→ Exercise
Nothing but an exact copy is wanted here: the line with "positive clicks: (536, 335)" and all the lines that follow it in the entries below.

(Records contained in a dataset)
- Opening Delimiter -

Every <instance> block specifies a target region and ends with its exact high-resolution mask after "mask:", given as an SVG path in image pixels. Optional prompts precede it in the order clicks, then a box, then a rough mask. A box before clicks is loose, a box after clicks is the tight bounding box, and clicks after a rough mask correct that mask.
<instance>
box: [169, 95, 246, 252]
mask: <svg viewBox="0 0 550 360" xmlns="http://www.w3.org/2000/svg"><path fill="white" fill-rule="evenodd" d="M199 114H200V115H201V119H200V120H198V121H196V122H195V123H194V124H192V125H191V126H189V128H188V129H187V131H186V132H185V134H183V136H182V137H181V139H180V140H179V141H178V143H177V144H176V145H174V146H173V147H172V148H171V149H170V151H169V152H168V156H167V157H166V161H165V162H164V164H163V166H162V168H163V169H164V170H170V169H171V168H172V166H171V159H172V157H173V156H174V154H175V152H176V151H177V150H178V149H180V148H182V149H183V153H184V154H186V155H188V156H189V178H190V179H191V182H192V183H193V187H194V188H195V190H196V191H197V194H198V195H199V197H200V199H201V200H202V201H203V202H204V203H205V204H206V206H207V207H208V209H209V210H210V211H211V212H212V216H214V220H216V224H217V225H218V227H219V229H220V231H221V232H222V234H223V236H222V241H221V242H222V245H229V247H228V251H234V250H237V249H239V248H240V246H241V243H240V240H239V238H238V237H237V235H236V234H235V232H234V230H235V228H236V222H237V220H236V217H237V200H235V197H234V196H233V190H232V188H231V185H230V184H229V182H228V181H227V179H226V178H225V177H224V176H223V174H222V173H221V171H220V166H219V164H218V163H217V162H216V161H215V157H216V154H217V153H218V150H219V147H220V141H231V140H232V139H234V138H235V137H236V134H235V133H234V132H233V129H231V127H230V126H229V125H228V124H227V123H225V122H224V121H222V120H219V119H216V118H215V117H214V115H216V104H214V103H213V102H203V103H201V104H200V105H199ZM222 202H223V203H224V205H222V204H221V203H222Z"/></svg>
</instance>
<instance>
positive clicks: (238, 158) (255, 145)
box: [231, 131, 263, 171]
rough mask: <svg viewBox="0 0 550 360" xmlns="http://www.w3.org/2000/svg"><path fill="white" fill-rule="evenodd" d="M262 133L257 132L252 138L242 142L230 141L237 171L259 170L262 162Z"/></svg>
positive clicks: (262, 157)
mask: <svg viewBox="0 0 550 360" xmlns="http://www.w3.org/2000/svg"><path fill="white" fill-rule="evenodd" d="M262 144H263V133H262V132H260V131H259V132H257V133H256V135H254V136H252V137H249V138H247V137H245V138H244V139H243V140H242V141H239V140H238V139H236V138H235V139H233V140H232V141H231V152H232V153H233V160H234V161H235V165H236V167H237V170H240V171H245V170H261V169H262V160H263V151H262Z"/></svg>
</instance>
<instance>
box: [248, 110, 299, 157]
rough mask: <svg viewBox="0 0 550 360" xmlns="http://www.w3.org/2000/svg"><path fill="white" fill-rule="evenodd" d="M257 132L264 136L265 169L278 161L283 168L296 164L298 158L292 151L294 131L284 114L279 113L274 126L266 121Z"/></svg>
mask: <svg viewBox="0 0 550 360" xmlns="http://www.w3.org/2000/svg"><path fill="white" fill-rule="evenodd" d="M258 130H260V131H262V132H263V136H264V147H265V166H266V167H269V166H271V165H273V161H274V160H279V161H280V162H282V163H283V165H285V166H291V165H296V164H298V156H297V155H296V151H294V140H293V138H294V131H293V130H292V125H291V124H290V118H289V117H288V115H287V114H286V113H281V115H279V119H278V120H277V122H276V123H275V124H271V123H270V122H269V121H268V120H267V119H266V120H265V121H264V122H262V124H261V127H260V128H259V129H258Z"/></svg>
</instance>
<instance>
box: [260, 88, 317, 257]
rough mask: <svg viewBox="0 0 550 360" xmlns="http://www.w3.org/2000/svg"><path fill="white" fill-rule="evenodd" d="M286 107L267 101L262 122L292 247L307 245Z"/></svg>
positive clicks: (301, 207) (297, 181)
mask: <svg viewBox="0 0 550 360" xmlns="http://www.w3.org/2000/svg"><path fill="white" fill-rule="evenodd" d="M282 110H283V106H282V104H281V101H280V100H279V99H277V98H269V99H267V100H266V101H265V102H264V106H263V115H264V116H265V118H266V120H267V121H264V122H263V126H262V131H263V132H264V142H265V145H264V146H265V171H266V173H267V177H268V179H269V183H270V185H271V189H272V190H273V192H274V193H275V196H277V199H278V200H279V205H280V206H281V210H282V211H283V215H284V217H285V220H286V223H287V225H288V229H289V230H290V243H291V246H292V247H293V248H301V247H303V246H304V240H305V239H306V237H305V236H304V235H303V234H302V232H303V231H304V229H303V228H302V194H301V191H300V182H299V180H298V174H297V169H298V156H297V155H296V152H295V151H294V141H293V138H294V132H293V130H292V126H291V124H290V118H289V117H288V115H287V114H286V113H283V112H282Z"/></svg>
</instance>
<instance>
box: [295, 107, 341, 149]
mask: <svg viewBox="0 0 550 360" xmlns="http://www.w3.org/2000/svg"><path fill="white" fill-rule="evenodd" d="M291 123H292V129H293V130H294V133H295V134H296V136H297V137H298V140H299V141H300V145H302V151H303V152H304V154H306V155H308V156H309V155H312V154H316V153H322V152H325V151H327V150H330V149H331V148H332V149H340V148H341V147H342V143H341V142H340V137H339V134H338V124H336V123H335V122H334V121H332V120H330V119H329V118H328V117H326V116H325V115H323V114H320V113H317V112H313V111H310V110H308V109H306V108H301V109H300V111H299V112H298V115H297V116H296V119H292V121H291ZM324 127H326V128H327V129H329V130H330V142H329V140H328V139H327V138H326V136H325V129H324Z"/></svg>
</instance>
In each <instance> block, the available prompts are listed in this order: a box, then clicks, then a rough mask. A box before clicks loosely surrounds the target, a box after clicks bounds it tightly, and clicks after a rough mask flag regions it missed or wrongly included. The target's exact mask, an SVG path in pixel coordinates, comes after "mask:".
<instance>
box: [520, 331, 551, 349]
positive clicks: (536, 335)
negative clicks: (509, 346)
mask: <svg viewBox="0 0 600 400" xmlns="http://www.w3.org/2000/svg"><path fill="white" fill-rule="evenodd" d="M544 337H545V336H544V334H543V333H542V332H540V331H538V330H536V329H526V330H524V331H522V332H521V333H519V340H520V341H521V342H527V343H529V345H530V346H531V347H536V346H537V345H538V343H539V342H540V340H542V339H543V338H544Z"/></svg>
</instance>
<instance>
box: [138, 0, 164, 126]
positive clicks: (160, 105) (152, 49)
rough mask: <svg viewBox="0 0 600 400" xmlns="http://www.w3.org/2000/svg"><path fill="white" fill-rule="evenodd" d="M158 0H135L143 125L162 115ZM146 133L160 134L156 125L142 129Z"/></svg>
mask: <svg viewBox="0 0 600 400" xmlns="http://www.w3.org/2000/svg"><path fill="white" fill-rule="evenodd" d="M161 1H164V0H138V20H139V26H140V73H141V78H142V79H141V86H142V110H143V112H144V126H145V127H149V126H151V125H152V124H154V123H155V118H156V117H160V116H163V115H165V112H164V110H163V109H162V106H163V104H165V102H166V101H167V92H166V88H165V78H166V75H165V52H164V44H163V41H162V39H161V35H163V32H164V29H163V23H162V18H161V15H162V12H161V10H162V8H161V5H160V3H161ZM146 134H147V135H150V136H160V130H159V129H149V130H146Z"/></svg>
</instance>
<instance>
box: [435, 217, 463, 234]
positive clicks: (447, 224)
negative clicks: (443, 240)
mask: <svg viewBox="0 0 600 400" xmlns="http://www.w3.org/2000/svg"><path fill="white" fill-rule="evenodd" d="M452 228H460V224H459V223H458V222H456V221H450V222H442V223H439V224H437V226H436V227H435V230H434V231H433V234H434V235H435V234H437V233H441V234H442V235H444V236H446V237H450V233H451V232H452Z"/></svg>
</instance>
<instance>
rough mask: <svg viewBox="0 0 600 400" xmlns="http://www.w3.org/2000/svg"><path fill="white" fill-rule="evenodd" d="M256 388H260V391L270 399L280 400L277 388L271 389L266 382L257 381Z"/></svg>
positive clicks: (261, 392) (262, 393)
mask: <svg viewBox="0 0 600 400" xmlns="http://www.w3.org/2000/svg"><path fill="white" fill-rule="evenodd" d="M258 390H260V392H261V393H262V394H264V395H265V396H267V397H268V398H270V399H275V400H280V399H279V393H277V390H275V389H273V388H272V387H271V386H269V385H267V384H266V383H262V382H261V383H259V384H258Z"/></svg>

- Closing Delimiter -

→ Finished task
positive clicks: (536, 335)
negative clicks: (509, 346)
mask: <svg viewBox="0 0 600 400" xmlns="http://www.w3.org/2000/svg"><path fill="white" fill-rule="evenodd" d="M544 337H545V336H544V334H543V333H542V332H540V331H538V330H536V329H526V330H524V331H522V332H521V333H519V340H520V341H521V342H527V343H529V345H530V346H531V347H536V346H537V345H538V343H539V342H540V340H542V339H543V338H544Z"/></svg>
</instance>
<instance>
box: [138, 0, 164, 126]
positive clicks: (160, 105) (152, 49)
rough mask: <svg viewBox="0 0 600 400" xmlns="http://www.w3.org/2000/svg"><path fill="white" fill-rule="evenodd" d="M158 0H135L143 125L162 115ZM146 133L160 134L156 125L142 129Z"/></svg>
mask: <svg viewBox="0 0 600 400" xmlns="http://www.w3.org/2000/svg"><path fill="white" fill-rule="evenodd" d="M161 1H164V0H138V20H139V26H140V73H141V78H142V79H141V86H142V110H143V112H144V126H145V127H149V126H151V125H152V124H154V123H155V118H156V117H160V116H163V115H165V112H164V110H163V109H162V106H163V104H165V102H166V101H167V92H166V88H165V78H166V75H165V52H164V44H163V41H162V39H161V35H163V32H164V29H163V23H162V18H161V15H162V12H161V10H162V8H161V5H160V3H161ZM146 134H147V135H150V136H160V130H159V129H149V130H146Z"/></svg>
</instance>
<instance>
box: [435, 217, 463, 234]
positive clicks: (447, 224)
negative clicks: (443, 240)
mask: <svg viewBox="0 0 600 400" xmlns="http://www.w3.org/2000/svg"><path fill="white" fill-rule="evenodd" d="M452 228H460V224H459V223H458V222H456V221H450V222H442V223H439V224H437V226H436V227H435V230H434V231H433V234H434V235H435V234H437V233H441V234H442V235H444V236H446V237H450V233H451V232H452Z"/></svg>
</instance>
<instance>
rough mask: <svg viewBox="0 0 600 400" xmlns="http://www.w3.org/2000/svg"><path fill="white" fill-rule="evenodd" d="M256 388H260V391L270 399L280 400L277 388L271 389L266 382L257 381Z"/></svg>
positive clicks: (261, 392) (262, 393)
mask: <svg viewBox="0 0 600 400" xmlns="http://www.w3.org/2000/svg"><path fill="white" fill-rule="evenodd" d="M258 390H260V392H261V393H262V394H264V395H265V396H267V397H268V398H270V399H275V400H280V399H279V393H277V390H275V389H273V388H272V387H271V386H269V385H267V384H266V383H262V382H261V383H259V384H258Z"/></svg>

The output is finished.